━━ SUPPLIED INFORMATION

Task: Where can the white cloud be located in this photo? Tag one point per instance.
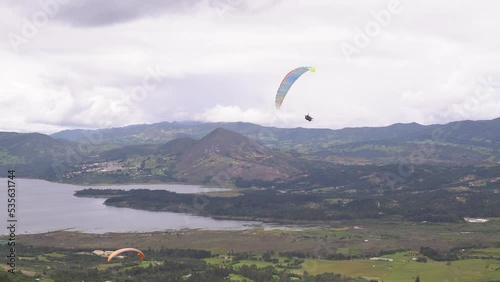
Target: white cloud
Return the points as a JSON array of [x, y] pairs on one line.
[[424, 66]]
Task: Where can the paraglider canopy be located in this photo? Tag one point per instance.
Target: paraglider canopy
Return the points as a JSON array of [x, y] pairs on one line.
[[288, 81], [119, 251]]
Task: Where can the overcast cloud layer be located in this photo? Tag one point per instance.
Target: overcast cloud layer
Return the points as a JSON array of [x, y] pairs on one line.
[[93, 64]]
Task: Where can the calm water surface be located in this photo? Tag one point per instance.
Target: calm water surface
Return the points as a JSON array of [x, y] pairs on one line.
[[43, 206]]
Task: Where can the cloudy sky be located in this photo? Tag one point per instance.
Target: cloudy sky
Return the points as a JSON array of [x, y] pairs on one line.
[[93, 64]]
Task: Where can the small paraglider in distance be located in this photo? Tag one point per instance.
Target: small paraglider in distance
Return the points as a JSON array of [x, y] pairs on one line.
[[119, 251], [287, 83]]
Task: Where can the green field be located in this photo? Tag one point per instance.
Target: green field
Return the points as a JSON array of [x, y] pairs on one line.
[[401, 269]]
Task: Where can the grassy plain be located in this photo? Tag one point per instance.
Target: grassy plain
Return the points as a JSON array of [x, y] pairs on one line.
[[481, 243]]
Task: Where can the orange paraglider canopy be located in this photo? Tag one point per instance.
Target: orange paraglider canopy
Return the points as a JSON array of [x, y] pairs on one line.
[[119, 251]]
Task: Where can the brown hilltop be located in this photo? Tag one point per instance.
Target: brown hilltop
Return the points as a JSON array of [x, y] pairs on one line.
[[224, 154]]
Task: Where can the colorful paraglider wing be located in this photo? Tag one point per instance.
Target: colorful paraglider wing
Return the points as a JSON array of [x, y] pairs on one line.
[[288, 81], [117, 252]]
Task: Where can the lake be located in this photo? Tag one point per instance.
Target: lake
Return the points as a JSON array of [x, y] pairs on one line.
[[43, 206]]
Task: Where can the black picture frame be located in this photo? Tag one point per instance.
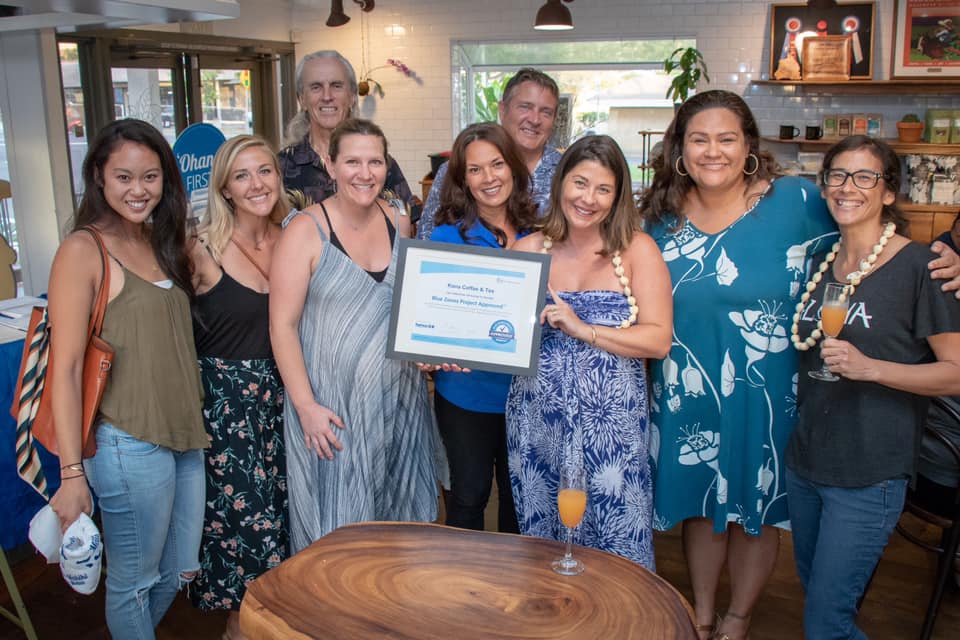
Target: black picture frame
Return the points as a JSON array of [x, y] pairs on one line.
[[853, 13]]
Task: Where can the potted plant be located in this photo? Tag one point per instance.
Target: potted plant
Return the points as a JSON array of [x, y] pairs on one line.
[[692, 66], [909, 129]]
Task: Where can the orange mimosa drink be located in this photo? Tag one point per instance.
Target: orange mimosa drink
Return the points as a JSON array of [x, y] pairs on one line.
[[832, 318], [572, 503]]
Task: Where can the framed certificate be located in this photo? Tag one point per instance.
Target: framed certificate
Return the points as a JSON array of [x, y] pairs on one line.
[[791, 24], [473, 306], [827, 58]]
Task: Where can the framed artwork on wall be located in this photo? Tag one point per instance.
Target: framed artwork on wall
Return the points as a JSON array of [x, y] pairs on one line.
[[926, 42], [791, 24], [561, 123]]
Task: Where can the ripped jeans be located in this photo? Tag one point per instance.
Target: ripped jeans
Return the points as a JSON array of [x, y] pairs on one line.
[[151, 503]]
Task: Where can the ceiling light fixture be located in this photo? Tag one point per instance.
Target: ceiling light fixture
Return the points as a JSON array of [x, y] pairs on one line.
[[553, 16], [337, 17]]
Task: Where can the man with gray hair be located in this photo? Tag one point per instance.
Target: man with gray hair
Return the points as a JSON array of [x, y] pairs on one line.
[[528, 110], [327, 93]]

━━━━

EXERCISE AIM: Return a copy of each line in the entries that carries the string "drink".

OUTPUT FOR THIS EXERCISE:
Task: Where can the orange mimosa drink be located in this photo? Tag one point per instance.
Target: orange mimosa drink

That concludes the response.